Copy the entries from the line containing "Check that every instance of the dark" through the end of the entries, changing "fishing rod" to "angling pole" and keeping everything else unchanged.

- Provided entries:
-=-=-=-=-

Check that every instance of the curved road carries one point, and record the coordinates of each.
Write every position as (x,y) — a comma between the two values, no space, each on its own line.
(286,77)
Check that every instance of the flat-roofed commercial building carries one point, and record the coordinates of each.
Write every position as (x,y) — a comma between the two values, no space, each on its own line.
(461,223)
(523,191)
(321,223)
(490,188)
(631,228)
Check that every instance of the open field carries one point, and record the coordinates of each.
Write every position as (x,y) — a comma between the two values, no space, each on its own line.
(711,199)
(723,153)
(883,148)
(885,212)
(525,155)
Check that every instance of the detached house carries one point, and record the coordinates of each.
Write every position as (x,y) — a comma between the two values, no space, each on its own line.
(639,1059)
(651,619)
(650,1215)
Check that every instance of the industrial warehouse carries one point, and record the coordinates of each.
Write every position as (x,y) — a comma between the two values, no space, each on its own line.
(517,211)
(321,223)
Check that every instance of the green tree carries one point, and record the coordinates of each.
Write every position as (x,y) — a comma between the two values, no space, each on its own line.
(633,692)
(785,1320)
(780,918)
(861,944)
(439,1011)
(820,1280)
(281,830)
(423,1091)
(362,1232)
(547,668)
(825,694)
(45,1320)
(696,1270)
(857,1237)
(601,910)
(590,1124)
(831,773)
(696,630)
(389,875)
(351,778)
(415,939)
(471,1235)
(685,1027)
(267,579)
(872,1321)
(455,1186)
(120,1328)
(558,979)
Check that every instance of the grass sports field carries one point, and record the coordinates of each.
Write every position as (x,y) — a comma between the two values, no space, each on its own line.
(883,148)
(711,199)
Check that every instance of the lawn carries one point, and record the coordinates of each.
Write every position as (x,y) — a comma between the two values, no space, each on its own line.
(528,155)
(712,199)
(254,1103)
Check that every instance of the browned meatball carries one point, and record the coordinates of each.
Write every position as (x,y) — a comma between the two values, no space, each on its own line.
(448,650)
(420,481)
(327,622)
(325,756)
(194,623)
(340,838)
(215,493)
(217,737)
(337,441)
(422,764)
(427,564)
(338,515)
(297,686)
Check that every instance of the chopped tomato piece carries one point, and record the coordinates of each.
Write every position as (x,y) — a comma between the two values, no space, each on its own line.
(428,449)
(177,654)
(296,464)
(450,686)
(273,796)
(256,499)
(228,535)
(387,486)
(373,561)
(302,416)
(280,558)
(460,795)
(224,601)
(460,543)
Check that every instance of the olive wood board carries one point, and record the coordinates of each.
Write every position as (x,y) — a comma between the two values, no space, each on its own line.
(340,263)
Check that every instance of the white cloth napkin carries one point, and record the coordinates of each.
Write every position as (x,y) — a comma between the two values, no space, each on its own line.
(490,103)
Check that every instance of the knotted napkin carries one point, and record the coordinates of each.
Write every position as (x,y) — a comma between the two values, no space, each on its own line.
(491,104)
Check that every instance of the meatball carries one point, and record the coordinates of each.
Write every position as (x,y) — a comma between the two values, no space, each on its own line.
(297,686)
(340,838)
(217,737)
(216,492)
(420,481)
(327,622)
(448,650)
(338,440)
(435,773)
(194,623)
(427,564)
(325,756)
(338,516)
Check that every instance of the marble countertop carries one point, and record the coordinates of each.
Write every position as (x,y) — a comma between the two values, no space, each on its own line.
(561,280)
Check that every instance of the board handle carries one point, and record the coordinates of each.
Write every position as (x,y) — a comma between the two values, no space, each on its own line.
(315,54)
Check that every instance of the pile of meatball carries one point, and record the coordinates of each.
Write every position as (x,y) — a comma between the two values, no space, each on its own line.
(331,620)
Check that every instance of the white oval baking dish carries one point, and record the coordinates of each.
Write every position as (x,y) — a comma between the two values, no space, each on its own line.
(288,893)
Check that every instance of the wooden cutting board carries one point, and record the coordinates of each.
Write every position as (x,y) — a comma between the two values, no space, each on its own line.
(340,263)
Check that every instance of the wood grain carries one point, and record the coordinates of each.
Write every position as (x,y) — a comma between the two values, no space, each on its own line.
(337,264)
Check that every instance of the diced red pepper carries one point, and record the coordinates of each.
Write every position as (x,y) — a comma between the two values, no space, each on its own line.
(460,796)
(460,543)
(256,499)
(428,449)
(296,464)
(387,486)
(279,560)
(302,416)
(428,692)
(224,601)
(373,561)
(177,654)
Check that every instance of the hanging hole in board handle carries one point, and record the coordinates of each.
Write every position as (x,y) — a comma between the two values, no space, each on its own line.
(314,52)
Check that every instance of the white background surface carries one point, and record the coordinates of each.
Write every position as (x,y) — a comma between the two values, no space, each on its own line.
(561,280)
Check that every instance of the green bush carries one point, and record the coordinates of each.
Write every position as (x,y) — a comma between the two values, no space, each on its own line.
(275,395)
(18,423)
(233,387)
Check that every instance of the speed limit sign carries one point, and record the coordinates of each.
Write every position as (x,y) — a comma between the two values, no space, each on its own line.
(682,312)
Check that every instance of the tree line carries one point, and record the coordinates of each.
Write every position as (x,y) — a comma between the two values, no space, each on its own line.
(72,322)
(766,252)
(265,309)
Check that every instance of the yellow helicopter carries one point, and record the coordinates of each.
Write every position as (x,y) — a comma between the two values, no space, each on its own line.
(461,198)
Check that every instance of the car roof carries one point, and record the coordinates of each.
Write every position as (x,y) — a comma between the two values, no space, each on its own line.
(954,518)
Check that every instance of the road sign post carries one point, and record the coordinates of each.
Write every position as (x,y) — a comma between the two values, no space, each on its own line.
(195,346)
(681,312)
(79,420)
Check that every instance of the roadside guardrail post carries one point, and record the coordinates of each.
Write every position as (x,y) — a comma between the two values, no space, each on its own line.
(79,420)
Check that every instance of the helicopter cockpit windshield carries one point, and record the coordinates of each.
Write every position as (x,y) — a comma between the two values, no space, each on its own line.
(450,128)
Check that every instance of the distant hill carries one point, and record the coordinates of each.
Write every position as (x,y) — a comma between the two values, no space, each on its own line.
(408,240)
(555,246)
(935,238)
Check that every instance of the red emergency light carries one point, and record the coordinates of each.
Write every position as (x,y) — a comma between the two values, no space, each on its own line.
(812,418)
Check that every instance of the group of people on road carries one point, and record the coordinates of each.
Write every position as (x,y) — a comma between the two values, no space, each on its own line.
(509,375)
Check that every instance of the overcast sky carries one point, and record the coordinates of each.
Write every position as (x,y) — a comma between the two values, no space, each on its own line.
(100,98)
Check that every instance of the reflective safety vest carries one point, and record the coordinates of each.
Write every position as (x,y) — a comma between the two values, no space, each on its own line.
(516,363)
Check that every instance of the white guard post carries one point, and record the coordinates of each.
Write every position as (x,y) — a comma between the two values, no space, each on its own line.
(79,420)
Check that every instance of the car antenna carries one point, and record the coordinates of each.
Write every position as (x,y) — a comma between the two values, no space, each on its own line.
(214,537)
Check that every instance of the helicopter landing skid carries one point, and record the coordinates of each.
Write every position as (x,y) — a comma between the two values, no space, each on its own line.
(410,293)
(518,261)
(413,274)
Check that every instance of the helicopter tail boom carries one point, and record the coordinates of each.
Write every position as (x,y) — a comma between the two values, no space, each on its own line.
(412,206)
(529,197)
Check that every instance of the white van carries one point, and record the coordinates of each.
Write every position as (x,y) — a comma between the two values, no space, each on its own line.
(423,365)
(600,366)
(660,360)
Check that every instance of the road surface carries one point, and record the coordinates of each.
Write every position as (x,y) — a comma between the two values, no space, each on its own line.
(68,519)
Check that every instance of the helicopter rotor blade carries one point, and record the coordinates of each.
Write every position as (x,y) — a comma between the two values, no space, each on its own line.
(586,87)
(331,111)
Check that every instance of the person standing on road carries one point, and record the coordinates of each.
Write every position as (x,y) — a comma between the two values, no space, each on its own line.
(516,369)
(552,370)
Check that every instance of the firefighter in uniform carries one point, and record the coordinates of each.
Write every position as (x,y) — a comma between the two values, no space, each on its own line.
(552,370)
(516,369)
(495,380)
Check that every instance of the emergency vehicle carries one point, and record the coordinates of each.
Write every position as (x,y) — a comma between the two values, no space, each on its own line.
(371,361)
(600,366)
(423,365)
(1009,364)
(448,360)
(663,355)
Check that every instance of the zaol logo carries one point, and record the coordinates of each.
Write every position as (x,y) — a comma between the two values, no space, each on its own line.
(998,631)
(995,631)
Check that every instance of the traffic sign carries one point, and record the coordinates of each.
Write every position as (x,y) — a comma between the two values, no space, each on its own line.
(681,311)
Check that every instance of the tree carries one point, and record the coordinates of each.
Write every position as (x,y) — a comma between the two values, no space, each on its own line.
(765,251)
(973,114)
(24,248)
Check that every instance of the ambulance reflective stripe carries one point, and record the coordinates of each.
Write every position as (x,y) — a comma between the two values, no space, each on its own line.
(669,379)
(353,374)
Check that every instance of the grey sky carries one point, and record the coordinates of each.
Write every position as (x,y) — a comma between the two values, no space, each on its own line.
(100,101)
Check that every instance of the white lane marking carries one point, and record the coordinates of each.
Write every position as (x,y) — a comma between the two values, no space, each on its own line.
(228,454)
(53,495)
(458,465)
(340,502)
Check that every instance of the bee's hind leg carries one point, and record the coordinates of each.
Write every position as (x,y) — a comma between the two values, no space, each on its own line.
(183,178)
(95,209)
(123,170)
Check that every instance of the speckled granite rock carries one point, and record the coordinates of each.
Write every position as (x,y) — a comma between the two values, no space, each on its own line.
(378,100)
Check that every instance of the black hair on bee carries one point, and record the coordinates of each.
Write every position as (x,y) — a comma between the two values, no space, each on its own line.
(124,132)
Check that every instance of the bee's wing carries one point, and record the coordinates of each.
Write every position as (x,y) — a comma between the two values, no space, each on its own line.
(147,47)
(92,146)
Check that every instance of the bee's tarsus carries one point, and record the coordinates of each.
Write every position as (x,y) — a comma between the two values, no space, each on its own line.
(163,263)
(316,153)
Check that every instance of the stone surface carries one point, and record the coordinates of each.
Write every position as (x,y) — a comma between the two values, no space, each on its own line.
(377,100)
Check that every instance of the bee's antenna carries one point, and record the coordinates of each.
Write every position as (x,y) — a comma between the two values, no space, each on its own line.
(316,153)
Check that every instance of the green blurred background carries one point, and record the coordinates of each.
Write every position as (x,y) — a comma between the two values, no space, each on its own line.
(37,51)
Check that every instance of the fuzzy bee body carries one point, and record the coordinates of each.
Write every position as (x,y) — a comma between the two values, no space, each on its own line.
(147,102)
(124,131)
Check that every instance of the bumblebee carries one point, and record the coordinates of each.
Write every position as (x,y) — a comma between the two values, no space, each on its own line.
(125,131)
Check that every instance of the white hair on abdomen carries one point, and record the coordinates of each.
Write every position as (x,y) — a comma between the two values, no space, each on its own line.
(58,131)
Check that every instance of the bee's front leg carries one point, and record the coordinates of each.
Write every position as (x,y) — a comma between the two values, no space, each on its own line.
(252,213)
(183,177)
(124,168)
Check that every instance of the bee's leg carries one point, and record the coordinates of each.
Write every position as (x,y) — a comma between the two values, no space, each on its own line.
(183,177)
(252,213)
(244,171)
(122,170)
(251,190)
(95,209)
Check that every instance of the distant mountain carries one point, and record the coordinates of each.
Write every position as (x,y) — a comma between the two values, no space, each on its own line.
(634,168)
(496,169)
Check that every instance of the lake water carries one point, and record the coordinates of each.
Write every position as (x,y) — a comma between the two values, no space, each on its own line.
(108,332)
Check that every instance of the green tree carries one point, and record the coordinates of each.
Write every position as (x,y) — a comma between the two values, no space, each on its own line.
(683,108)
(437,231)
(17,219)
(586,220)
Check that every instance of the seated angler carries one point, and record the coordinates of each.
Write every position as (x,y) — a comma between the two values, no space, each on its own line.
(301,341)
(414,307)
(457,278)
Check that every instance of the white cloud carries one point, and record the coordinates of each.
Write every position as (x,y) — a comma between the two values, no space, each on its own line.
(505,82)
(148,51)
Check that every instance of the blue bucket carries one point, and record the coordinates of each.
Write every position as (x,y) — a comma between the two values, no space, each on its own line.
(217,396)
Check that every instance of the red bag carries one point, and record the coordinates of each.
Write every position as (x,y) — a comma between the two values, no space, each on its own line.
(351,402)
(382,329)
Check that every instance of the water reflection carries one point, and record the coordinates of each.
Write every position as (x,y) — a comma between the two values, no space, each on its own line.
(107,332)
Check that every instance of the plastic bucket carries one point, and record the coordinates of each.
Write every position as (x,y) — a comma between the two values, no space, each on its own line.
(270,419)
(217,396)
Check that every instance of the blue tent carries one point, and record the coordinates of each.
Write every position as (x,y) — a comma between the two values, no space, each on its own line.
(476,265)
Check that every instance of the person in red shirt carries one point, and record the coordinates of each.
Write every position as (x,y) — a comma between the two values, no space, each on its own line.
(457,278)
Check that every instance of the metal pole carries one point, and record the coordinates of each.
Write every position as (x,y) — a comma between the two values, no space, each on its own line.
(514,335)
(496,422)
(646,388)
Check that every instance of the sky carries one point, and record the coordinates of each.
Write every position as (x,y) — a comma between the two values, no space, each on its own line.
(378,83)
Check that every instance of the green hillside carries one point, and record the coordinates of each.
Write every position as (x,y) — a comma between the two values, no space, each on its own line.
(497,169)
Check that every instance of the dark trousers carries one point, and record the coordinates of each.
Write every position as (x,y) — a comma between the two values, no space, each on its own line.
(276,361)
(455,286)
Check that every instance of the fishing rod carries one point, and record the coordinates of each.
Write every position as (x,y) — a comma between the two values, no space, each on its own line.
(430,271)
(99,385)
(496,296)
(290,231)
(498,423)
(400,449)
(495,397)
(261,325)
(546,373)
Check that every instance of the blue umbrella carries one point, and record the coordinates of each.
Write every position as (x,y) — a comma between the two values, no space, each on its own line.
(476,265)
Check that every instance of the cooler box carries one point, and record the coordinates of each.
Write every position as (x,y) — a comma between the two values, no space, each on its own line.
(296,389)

-=-=-=-=-

- Finished task:
Check that every instance of the dark trousers carries one point, and record the coordinates of each.
Write every position as (x,y) — a comma between the two values, no space, each on its own line.
(276,361)
(455,286)
Check that every instance of the angling pole carries one point, and record the coordinates of each.
Write every position as (x,y) — a comma between the two values, no space, each on its own line.
(430,271)
(99,385)
(496,296)
(290,231)
(498,423)
(400,449)
(495,397)
(261,325)
(546,373)
Check that every instance of the blue umbrella carries one point, and record the coordinates of each.
Write every position as (x,y) — a comma between the two values, no space, each on its own line.
(476,265)
Check that every instance of the cooler box carries one point, and record the coordinates of each.
Write every position as (x,y) — a comma between the two values, no space, each on its own line.
(296,389)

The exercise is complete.